* _Instructions to follow_: Identify every line in the listing below that contains the string "blue", and copy each such line. Case counts.

Records of labeled boxes:

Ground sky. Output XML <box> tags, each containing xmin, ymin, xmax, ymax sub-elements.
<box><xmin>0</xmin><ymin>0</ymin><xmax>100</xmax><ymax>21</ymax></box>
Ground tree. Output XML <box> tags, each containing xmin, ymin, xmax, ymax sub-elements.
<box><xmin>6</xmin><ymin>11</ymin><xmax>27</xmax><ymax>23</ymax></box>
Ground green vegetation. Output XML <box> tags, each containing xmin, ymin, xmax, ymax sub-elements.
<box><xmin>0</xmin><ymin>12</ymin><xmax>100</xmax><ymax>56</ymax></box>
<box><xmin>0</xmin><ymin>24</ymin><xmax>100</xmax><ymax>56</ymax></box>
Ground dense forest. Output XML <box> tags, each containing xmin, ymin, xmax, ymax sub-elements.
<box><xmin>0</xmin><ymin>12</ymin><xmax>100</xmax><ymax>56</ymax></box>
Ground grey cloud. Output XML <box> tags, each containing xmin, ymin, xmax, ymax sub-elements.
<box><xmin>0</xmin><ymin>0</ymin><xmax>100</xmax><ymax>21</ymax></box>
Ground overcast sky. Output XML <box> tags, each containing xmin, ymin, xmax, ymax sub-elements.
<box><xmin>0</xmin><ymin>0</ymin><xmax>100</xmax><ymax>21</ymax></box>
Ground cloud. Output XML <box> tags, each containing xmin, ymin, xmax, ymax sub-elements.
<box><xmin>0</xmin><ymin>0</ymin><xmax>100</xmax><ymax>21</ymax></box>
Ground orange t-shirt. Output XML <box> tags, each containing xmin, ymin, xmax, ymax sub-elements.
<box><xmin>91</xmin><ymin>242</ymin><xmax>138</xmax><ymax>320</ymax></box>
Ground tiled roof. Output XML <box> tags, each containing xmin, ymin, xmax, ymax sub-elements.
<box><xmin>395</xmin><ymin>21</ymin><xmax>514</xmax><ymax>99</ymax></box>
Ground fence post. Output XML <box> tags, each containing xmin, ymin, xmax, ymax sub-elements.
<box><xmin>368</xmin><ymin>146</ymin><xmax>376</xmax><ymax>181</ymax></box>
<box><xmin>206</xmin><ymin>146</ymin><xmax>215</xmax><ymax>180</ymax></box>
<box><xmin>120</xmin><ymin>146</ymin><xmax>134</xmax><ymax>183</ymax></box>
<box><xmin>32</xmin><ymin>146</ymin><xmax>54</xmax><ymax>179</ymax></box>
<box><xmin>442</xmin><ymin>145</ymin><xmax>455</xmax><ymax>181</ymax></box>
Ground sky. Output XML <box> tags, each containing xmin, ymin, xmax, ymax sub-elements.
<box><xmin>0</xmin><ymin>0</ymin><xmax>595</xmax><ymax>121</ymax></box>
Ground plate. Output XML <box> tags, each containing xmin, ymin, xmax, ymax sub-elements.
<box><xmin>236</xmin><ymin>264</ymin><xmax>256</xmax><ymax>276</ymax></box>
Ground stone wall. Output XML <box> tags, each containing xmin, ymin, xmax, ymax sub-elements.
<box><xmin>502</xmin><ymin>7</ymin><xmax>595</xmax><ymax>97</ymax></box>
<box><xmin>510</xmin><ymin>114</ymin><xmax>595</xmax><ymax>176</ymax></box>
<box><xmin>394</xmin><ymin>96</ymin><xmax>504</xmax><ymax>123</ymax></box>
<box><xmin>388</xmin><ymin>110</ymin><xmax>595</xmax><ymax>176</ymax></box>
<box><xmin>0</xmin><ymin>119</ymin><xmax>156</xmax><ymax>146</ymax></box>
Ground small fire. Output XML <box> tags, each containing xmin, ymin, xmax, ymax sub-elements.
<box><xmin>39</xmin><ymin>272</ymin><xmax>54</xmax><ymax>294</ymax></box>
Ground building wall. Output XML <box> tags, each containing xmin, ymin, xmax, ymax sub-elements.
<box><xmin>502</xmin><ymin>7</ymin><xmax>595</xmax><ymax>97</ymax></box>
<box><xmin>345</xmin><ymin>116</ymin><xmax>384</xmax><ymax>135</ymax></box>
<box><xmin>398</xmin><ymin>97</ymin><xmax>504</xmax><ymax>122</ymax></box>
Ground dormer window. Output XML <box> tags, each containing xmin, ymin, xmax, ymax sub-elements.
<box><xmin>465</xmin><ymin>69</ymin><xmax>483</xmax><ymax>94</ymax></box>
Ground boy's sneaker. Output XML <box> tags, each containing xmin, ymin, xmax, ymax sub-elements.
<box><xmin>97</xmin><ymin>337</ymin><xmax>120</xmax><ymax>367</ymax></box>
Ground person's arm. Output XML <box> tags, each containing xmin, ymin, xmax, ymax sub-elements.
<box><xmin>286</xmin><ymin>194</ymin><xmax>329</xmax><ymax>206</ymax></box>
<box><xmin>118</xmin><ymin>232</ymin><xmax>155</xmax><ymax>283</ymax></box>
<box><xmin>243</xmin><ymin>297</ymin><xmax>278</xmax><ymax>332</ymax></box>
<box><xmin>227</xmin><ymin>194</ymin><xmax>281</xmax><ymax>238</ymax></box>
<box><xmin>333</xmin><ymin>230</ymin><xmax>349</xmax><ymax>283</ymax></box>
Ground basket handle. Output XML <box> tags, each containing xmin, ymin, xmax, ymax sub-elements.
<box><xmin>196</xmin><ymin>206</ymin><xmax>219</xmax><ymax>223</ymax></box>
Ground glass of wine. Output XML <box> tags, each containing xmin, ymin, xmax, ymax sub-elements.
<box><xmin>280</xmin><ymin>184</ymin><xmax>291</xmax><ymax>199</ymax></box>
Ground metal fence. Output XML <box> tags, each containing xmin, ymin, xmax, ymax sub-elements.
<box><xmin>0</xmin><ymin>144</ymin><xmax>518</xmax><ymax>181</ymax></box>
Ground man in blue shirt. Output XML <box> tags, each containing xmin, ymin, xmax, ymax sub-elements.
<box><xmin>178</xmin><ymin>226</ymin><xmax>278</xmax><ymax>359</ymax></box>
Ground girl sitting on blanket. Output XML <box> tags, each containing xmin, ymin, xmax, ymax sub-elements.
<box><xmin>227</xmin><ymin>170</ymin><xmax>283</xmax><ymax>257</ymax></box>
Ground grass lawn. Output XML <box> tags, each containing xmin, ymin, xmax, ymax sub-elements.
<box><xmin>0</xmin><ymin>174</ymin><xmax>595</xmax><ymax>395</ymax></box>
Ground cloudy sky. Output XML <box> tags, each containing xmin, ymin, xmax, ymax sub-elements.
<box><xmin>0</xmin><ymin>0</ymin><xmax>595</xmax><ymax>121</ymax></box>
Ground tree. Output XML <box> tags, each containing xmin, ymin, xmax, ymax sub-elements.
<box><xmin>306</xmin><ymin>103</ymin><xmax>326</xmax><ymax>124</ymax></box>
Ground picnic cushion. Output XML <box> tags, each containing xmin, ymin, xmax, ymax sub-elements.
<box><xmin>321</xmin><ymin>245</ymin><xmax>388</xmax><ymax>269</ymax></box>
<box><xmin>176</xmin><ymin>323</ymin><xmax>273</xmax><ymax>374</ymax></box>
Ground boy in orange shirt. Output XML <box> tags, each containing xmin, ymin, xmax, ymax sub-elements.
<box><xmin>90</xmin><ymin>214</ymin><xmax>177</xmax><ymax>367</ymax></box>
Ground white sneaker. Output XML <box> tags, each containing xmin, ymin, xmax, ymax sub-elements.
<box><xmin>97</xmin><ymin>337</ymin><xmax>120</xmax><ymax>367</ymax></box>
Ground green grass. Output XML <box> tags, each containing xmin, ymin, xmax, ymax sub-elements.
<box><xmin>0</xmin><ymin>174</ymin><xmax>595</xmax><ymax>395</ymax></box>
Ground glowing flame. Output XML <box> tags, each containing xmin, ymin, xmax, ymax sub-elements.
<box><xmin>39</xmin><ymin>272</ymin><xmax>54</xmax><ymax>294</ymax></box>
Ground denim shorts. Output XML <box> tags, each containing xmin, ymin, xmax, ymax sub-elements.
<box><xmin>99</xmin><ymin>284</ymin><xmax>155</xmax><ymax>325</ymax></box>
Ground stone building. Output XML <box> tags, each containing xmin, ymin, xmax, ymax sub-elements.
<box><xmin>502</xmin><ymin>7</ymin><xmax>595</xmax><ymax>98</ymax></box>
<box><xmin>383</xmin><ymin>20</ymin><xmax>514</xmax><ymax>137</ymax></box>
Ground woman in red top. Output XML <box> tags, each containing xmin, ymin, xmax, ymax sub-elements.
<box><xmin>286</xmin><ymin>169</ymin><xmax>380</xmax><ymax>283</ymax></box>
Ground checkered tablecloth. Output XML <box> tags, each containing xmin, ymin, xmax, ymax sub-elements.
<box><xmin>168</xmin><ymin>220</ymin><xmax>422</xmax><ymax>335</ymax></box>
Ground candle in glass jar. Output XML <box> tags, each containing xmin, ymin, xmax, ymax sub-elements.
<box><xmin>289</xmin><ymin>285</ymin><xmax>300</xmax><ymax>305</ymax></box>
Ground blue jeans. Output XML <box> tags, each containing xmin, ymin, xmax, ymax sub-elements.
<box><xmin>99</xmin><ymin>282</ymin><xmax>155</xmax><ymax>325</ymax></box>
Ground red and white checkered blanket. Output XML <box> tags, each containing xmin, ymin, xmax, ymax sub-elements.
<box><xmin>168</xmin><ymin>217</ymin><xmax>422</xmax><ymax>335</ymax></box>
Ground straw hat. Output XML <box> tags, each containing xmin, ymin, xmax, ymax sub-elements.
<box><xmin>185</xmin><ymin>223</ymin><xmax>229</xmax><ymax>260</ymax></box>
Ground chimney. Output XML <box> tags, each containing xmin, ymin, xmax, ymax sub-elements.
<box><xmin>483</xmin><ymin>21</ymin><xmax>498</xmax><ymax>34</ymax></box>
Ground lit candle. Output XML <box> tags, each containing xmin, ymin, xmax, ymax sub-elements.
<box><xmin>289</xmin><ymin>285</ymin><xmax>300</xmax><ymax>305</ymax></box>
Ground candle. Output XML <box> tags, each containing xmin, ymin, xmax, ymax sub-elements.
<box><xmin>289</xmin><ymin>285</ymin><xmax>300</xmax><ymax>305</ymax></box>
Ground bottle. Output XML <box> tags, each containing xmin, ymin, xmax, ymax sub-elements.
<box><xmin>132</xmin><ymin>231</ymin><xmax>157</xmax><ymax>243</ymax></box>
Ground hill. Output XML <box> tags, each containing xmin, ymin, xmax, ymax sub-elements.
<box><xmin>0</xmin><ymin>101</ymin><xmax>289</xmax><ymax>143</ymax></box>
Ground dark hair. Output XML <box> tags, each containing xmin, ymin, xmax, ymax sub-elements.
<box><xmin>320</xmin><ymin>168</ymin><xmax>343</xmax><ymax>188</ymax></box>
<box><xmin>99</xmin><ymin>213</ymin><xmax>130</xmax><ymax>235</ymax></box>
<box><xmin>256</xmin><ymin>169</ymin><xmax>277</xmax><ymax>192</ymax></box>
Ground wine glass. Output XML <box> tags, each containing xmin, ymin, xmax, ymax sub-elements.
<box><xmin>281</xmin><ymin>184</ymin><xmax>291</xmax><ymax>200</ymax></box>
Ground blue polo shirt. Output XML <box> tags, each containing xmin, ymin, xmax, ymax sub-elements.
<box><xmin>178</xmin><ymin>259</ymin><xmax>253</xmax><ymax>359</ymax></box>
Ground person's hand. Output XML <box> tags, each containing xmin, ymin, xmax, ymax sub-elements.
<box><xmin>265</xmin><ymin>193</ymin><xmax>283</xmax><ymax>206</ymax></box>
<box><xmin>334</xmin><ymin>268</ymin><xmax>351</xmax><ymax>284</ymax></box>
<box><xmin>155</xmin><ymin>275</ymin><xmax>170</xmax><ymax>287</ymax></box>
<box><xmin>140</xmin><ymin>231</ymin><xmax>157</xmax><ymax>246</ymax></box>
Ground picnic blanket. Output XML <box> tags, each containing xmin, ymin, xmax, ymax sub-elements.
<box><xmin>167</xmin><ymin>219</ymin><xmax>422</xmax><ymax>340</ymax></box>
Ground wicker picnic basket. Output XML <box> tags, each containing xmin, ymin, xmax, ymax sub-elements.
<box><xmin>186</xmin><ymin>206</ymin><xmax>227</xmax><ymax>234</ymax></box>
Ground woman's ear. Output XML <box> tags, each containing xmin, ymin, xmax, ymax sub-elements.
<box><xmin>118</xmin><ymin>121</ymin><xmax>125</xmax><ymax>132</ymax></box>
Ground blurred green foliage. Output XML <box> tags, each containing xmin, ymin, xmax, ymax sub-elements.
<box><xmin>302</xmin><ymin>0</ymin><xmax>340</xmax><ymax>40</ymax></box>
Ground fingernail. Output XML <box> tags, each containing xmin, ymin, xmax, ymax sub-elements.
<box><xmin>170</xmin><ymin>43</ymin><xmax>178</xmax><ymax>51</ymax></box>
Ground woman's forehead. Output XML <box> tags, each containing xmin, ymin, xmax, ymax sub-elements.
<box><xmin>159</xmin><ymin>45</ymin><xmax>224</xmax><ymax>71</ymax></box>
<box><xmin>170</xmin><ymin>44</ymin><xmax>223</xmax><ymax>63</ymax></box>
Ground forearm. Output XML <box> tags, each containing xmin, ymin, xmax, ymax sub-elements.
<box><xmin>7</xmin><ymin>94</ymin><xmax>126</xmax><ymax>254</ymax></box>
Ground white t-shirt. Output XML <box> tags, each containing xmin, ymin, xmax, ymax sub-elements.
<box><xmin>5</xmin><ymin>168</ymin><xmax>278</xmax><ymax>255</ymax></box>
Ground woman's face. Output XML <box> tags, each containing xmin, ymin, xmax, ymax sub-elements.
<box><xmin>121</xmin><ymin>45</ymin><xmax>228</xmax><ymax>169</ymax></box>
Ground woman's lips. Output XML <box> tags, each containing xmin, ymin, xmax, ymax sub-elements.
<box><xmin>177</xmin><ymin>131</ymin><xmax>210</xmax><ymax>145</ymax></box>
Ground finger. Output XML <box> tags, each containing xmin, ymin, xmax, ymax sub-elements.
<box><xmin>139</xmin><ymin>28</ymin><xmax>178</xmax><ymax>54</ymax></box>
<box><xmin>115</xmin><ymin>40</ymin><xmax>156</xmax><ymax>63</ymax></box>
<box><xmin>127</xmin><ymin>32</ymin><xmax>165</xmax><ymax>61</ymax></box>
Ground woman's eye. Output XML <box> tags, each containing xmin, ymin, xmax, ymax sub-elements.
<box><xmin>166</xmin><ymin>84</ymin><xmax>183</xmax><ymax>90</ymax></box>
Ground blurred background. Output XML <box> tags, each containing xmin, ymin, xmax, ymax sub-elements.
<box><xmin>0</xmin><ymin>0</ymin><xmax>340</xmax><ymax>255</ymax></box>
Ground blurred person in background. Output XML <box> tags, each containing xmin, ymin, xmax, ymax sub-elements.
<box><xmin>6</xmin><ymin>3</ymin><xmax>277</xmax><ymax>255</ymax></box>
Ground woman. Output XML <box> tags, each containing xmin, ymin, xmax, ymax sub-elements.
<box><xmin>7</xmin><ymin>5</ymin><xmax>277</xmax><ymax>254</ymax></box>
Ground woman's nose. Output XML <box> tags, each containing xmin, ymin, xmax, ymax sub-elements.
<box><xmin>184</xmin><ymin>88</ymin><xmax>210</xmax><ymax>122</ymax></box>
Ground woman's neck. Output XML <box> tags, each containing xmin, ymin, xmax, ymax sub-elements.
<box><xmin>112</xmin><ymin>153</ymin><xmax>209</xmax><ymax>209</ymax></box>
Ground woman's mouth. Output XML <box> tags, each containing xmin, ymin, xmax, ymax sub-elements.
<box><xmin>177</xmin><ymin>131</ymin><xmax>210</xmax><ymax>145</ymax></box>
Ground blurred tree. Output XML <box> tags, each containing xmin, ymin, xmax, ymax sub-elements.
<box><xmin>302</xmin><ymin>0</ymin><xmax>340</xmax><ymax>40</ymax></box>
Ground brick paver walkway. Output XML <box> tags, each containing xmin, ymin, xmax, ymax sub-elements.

* _Response_:
Ground man in blue shirt. Output XML <box> tags, each containing xmin, ymin, xmax, ymax sub-elements.
Ground blue jeans. Output XML <box> tags, each containing xmin, ymin, xmax, ymax sub-elements.
Ground blue polo shirt. Output XML <box> tags, each containing xmin, ymin, xmax, ymax sub-elements.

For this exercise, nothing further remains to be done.